> **Records shown**
--*--

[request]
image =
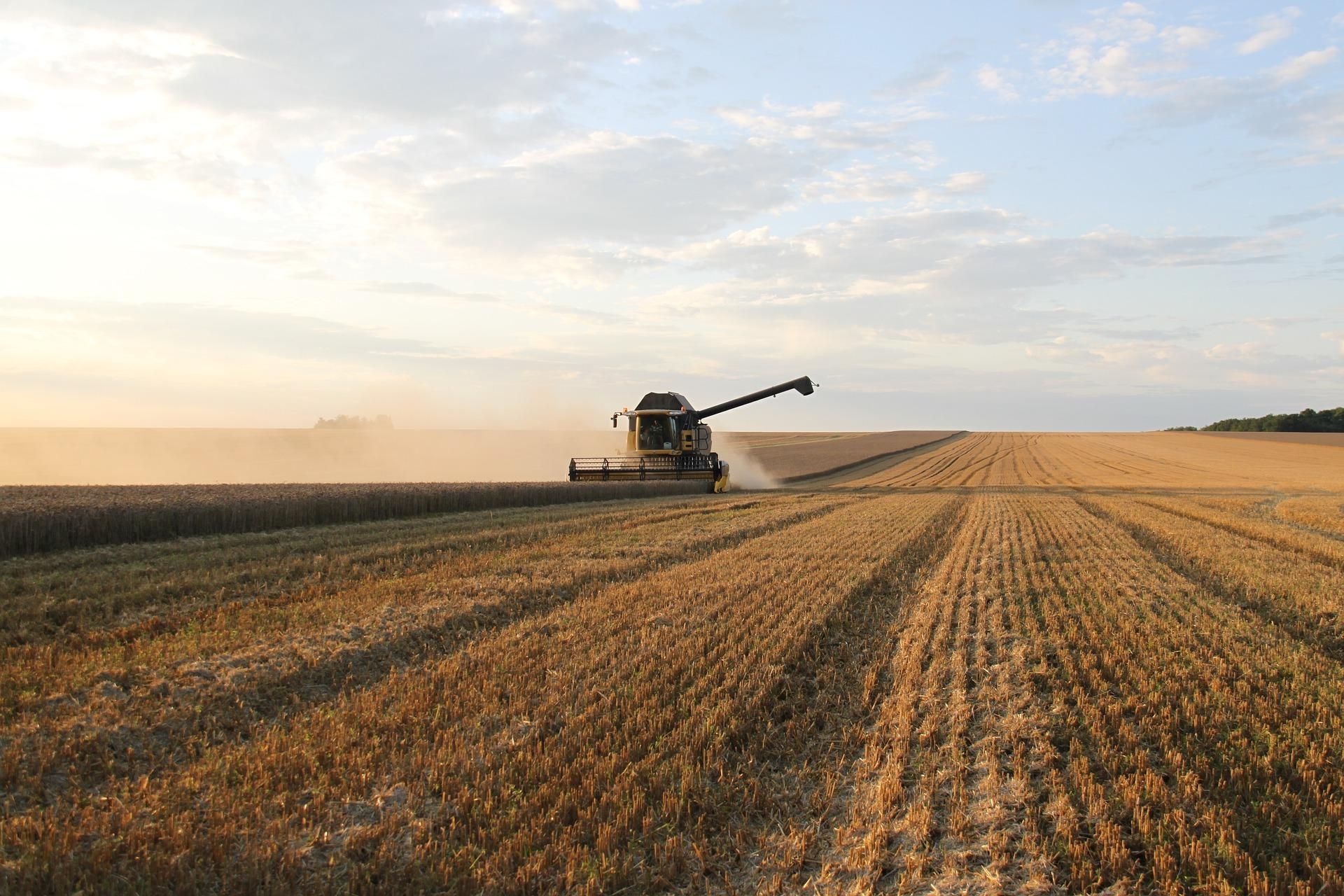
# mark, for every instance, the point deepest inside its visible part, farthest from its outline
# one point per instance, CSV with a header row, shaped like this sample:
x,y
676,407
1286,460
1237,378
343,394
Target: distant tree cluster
x,y
1306,421
343,422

--*--

> **Task requirements**
Without the pictures, output the full listing exactly as it stands.

> **Answer to the exercise**
[request]
image =
# mark, for every instance, the point deepest inside its visible part, farthest from its outline
# one point per instance, CSV with a header row, shaped like this sample:
x,y
676,407
1286,460
1237,378
343,394
Target: distant tree cluster
x,y
1306,421
343,422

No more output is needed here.